▶ Given request 1: Translate this sentence from the profile of Irene Rosenfeld into Spanish: "Warren Buffett called the move “dumb.”"
▶ Given request 2: In the profile of Irene Rosenfeld, where did Forbes rank her on its most powerful women list?
▶ Given request 3: Carry on the profile of Irene Rosenfeld from its last sentence.

▶ Source document:
+++++
Irene Rosenfeld

Profiling Kraft Foods’ Irene Rosenfeld: an extraordinary businessperson

Irene Rosenfeld, a woman who dared to out oracle the Oracle (Warren Buffet), has taken another big risk, dividing global food-maker Kraft into two businesses. Irene Rosenfeld is among the most powerful women in corporate America, and among the most private…

Forbes recently ranked Rosenfeld, the CEO of Northfield-based Kraft Foods, second on its most powerful women list, ahead of Oprah Winfrey and behind only Michelle Obama. But unlike the reputations of other prominent business figures, Rosenfeld’s has been built almost entirely via boardroom maneuvers that showcased her guts and smarts and sometimes sacrificed her popularity.

When she made a bold and hostile move to take over iconic British confectioner Cadbury two years ago, the UK news media demonized her, describing her tactics as “World Wrestling Entertainment.” Warren Buffett called the move “dumb.”

That acquisition enriched Kraft shareholders, and with the stock rising 19 percent, it set the stage for the equally aggressive move announced Thursday: the planned splitting up of the company into two companies, each to be based in the Chicago area and each built on its own set of iconic brands, including Oreo, Jell-O, Oscar Mayer and Cadbury Dairy Milk.

“She’s clear, she’s consistent, she’s gutsy,” said Sheli Rosenberg, one of Chicago’s most experienced female deal-makers. “The deal she just concluded proves that. She knows what she wants to achieve, and then she goes after it.”
+++++
▶ Data rows:

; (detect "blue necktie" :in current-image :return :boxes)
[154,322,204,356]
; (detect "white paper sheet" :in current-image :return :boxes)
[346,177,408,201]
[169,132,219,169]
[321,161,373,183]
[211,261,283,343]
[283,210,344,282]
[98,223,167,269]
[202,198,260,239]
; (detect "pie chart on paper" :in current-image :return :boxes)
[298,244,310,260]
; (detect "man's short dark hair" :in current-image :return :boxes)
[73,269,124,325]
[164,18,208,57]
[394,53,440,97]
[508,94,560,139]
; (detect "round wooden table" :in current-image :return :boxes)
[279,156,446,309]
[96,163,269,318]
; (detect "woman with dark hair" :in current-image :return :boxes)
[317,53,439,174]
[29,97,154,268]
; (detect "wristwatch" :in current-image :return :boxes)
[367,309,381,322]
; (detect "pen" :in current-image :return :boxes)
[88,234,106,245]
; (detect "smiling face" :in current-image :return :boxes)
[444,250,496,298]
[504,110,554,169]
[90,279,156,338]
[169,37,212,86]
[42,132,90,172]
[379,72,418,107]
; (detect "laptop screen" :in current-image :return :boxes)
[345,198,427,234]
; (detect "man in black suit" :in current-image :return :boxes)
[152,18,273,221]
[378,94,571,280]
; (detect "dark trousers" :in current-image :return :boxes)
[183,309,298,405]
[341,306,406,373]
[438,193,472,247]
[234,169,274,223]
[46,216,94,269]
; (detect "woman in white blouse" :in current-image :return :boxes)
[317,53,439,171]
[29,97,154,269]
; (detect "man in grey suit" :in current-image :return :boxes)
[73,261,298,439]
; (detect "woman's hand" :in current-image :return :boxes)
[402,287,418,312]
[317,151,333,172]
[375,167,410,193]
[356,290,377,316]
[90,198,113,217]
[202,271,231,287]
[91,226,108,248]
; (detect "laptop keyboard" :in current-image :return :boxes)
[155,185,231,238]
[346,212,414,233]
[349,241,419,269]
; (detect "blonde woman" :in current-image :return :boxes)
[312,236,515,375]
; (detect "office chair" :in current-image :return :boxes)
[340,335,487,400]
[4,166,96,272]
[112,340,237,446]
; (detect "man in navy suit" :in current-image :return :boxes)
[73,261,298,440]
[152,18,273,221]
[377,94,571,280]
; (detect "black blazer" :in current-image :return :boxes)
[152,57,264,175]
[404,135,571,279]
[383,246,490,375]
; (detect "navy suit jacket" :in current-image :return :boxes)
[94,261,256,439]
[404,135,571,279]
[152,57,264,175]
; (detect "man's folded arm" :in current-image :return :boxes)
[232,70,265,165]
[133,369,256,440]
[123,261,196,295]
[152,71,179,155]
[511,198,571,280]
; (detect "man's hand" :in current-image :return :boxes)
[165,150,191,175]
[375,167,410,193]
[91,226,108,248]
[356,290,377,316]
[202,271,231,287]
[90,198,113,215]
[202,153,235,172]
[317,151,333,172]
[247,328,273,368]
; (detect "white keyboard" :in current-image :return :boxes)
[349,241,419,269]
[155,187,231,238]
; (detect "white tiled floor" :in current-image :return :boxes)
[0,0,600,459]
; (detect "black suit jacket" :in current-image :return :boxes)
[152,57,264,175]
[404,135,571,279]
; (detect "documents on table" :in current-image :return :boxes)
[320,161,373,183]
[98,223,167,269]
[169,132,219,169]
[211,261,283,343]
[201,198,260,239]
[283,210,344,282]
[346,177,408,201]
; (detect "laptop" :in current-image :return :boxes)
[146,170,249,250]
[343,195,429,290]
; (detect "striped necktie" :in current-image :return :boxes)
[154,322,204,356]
+++++
▶ Exercise output 1: Warren Buffett calificó la jugada de "tonta".

▶ Exercise output 2: Second, ahead of Oprah Winfrey and behind only Michelle Obama.

▶ Exercise output 3:
Her public persona ends there. Here stands a woman willing to challenge Buffett on business, a woman who dares to out-oracle the Oracle. On all other subjects, Rosenfeld, 58, appears beyond guarded.

Unlike other CEOs of other big-name Chicago-area companies, she doesn’t lend her name to many civic organizations or court media attention. Britons took umbrage when Rosenfeld declined invitations to appear before Parliament and answer questions surrounding the Cadbury deal. A report from the House of Commons said Kraft “steered close to contempt of the House.”

“She’s not going to go to a lot of (charity) benefits; she’s not going to get involved in a lot of things,” said a well-known Chicago business figure who didn’t want to be identified talking about her. “If it doesn’t have something to do with her family or with being the CEO of Kraft, forget it. … You won’t see her in any other circumstance.”

With her two children grown, there is very little tying Rosenfeld to local schools, neighbors or events in the affluent North Shore village of Kenilworth, where she lives. And with a bevy of big-name New York investors to please, from activist investor Nelson Peltz to hedge fund manager William Ackman, her audience is international.

This year she was the fifth-highest-paid CEO of a publicly traded company in the Chicago area and the highest-paid female CEO, with a total compensation package of $19.3 million.

Rosenfeld was driven and determined from a young age, and her childhood career ambition was to be president of the United States.

A multisport athlete from Long Island, NY, she went to Cornell University in 1971 and left in 1980 with three degrees: a bachelor’s degree in psychology, a master’s in business and a Ph.D. in marketing and statistics. At Cornell, she met her first husband, Philip Rosenfeld, with whom she had two daughters, Carol and Allison. Her husband died in 1995 at age 43. She later married Richard Illgen, an investment banker.

In an interview recorded for Cornell’s website, Rosenfeld said it was an introduction to psychology class and the professor who taught it — Jim Maas — that persuaded her to pursue her career path.

“I served as a (teaching assistant) for him in my junior and senior years; I taught a course on the psychology of advertising, which really formed the basis for my love of marketing and advertising and psychology that has really carried over into my career to this very day,” she said.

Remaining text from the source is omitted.